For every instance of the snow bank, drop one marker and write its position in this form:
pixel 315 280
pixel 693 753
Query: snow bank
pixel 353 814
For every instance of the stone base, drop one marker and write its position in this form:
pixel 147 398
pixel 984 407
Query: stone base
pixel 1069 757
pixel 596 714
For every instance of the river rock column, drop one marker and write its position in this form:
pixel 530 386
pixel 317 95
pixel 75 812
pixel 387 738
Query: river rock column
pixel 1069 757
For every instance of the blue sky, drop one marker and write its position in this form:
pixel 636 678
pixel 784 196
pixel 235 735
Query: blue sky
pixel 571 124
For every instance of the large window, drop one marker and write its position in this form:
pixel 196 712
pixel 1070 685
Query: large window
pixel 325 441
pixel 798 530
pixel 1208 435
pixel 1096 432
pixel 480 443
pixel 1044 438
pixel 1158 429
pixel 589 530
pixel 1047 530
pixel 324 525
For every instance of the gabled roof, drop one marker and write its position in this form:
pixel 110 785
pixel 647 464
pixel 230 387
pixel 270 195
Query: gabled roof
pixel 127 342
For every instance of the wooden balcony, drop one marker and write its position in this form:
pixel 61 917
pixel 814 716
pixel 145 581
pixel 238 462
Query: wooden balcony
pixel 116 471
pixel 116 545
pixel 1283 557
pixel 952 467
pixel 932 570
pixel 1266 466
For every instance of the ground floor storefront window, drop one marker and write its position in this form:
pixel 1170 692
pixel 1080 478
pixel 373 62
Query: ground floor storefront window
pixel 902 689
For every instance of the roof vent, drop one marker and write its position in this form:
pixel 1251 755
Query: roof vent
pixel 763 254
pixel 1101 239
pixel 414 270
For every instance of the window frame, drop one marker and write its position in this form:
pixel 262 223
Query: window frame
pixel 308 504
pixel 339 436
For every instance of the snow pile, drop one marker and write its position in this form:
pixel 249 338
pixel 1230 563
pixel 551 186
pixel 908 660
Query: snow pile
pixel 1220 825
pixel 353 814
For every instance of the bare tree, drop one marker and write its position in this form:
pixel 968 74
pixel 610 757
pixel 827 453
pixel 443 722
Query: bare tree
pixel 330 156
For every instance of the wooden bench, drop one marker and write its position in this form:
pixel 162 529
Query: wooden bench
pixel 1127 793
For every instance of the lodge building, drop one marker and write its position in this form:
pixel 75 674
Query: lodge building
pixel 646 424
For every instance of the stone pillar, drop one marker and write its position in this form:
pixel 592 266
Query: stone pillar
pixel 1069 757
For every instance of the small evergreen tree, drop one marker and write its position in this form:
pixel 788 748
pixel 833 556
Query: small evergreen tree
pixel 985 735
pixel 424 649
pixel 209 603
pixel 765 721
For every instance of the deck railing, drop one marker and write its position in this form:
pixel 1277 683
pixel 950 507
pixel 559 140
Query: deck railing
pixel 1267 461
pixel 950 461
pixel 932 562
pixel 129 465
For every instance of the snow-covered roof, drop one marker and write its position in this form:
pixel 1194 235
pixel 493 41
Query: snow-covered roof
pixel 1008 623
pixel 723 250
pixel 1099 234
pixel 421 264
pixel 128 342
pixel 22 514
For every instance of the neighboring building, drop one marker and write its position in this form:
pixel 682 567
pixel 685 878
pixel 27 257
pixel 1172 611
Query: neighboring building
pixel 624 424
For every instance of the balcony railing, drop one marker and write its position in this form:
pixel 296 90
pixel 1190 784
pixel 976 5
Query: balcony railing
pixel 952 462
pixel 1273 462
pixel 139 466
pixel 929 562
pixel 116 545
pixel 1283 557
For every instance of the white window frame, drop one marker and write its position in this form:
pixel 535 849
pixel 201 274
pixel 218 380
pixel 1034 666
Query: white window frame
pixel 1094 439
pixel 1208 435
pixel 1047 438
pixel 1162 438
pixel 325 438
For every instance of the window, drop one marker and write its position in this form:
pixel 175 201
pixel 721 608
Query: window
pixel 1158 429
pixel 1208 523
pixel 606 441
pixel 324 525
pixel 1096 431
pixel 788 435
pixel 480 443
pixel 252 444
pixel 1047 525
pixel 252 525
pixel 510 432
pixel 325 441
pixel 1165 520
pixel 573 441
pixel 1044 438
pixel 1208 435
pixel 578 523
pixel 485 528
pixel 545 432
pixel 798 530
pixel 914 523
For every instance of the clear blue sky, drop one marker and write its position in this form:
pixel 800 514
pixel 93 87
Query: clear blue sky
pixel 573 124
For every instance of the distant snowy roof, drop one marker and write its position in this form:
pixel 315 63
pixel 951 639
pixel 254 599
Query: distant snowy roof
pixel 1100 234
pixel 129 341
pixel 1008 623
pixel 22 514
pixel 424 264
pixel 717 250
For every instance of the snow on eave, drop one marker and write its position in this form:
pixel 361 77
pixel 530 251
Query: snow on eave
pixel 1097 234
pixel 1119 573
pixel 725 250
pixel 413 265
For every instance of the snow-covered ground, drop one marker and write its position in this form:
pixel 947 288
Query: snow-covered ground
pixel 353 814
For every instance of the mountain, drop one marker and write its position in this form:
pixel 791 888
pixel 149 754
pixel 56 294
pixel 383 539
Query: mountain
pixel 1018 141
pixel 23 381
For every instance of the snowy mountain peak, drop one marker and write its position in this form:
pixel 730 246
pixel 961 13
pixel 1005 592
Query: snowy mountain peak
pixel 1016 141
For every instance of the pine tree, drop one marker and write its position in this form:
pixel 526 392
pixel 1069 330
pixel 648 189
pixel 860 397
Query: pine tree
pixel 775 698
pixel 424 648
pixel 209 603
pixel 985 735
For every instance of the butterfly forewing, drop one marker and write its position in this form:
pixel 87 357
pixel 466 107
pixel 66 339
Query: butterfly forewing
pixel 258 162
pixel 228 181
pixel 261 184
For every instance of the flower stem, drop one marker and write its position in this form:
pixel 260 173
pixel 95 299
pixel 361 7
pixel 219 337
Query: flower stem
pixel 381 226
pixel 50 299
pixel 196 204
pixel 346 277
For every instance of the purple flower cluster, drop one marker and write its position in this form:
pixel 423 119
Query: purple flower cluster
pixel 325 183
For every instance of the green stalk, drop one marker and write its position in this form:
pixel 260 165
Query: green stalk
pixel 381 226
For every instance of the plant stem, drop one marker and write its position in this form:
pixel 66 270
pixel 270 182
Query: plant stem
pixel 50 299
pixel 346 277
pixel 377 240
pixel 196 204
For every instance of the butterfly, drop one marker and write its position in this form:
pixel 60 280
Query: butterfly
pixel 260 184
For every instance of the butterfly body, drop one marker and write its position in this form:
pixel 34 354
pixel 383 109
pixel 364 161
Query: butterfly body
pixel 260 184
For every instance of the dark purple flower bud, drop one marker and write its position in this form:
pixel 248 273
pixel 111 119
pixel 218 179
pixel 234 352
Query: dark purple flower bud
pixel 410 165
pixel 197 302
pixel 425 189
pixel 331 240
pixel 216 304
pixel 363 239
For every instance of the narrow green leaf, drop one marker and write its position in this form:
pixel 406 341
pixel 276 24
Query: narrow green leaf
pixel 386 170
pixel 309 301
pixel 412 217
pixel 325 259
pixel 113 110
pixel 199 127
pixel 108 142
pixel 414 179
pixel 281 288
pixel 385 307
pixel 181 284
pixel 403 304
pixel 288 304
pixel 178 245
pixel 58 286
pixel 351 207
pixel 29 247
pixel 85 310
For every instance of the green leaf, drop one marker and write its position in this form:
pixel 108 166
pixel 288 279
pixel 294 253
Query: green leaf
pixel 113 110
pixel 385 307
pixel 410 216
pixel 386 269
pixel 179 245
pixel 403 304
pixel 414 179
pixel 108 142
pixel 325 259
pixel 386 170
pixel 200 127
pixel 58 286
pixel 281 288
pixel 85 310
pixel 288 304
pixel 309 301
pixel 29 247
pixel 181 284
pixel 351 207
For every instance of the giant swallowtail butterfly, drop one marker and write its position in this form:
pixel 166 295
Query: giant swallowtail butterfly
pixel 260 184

Work request
Send back an exact copy of only the lines from the line with "pixel 260 173" up to and including the line with "pixel 260 165" in the data above.

Task response
pixel 260 173
pixel 95 299
pixel 361 7
pixel 219 337
Query: flower stem
pixel 381 226
pixel 50 299
pixel 196 204
pixel 346 277
For every instance of the purple flower cluster, drop one marker and write its position in this form:
pixel 423 119
Query: purple flower cluster
pixel 325 183
For every instance of the green stalk, drop one marker and write its position in this form:
pixel 260 165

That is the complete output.